(Entries from a dataset)
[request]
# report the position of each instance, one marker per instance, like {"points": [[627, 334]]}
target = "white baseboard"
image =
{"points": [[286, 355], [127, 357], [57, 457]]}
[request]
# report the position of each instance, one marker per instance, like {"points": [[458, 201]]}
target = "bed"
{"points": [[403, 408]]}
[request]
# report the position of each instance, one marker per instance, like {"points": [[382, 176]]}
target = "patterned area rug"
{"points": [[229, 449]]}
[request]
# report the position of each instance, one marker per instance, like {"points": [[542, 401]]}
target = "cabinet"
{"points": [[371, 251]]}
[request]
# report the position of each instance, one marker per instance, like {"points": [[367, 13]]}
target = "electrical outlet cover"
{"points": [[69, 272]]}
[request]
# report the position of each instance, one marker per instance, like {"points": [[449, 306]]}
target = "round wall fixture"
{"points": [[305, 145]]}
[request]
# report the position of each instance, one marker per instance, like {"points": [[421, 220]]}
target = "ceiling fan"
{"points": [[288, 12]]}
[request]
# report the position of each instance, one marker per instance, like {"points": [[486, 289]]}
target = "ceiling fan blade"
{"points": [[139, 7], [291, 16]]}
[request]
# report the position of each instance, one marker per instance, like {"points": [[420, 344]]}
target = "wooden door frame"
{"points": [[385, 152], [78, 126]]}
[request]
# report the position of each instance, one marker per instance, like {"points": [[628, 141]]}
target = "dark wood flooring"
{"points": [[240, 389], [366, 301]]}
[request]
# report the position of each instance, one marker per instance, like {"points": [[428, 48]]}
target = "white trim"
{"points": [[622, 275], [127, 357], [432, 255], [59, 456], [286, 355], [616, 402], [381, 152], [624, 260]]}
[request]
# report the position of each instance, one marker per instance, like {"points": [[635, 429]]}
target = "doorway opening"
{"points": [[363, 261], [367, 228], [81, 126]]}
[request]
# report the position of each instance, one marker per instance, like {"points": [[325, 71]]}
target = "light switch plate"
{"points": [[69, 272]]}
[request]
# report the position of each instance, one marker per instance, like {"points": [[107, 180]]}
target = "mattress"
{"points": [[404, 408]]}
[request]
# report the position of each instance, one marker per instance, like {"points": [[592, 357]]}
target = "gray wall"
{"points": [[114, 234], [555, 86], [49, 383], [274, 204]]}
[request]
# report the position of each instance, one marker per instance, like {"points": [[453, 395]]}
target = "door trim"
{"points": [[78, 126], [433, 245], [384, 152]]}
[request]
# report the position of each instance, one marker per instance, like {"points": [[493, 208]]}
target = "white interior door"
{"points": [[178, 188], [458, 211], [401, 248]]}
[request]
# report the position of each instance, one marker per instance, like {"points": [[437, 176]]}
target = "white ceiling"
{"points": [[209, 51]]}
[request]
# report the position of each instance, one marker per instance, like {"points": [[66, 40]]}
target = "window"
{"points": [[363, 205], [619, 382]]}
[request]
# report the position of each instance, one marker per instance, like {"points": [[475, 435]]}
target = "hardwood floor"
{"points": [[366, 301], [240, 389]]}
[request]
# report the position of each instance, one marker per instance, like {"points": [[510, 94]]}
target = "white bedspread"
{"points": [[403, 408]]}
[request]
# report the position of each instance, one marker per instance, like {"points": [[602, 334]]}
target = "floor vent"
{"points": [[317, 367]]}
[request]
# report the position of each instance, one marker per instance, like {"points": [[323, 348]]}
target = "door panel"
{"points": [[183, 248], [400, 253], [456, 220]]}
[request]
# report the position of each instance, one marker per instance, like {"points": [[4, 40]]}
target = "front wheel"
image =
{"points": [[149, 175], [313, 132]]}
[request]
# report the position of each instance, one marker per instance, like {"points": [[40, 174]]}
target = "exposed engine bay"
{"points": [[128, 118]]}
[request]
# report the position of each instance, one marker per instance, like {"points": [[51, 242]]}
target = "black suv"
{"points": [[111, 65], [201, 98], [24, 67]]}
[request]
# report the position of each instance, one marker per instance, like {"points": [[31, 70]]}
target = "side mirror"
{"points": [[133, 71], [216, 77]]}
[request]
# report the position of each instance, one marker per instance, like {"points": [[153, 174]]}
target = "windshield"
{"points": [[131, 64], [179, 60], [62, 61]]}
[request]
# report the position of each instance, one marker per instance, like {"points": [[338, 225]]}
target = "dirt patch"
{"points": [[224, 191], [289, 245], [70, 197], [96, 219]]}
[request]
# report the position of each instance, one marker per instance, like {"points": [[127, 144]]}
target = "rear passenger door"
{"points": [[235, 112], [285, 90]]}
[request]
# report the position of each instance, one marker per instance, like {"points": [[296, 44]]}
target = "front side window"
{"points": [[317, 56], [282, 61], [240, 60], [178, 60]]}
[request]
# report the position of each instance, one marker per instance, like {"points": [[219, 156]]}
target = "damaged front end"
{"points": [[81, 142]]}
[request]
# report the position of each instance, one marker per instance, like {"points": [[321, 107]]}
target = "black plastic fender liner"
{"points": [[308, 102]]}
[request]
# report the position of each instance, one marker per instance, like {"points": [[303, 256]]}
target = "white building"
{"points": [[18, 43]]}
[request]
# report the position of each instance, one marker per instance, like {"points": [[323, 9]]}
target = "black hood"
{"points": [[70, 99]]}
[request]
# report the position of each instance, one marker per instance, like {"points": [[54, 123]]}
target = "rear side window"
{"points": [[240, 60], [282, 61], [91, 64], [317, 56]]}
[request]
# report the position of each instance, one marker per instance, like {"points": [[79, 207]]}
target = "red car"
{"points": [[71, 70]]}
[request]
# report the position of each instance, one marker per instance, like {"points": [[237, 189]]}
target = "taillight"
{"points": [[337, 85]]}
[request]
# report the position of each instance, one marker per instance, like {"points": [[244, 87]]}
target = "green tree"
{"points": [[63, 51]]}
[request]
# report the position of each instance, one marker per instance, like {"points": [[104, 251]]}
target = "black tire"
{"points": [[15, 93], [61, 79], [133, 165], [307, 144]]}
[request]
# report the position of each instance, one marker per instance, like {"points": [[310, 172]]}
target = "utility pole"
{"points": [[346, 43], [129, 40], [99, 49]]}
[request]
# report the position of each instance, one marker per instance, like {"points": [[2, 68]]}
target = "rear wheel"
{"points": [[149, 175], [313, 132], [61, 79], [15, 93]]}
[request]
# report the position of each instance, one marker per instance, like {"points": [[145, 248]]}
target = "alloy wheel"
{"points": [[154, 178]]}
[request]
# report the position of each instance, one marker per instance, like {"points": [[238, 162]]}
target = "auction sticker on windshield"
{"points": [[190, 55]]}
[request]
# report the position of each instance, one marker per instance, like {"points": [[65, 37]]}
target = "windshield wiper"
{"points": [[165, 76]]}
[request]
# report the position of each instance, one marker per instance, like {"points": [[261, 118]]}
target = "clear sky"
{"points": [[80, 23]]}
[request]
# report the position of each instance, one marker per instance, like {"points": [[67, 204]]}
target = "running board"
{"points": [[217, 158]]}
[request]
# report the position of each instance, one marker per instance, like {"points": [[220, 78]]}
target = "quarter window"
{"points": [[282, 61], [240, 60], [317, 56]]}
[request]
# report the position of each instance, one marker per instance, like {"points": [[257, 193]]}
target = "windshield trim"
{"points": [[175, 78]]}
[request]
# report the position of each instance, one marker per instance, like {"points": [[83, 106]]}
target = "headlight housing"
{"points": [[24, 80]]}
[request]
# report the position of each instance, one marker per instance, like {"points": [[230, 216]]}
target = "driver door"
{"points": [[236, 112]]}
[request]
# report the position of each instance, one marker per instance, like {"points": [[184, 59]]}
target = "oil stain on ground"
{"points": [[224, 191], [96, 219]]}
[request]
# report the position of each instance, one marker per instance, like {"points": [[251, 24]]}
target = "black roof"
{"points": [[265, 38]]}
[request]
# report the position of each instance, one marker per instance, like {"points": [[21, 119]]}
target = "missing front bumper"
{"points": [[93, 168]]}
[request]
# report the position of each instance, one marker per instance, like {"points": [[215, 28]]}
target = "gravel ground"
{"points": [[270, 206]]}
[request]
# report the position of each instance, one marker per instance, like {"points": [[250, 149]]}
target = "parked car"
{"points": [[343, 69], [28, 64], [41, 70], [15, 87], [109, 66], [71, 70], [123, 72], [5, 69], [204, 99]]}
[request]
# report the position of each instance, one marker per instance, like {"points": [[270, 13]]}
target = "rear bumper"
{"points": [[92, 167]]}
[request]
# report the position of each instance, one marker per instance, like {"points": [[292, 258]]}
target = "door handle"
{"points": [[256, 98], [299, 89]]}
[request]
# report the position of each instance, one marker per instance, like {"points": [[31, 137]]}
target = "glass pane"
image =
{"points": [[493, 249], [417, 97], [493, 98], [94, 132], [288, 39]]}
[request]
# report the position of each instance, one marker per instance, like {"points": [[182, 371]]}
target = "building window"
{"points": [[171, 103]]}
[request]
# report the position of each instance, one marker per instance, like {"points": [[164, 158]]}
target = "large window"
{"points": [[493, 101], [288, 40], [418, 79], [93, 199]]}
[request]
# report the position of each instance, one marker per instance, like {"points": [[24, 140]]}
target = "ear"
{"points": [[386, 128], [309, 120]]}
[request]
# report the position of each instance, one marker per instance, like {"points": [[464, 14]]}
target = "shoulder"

• _AIM_: How many lines of the listing above contain the string "side"? The match is case-sensitive, and the reply should be the number alone.

• _RESPONSE_: 3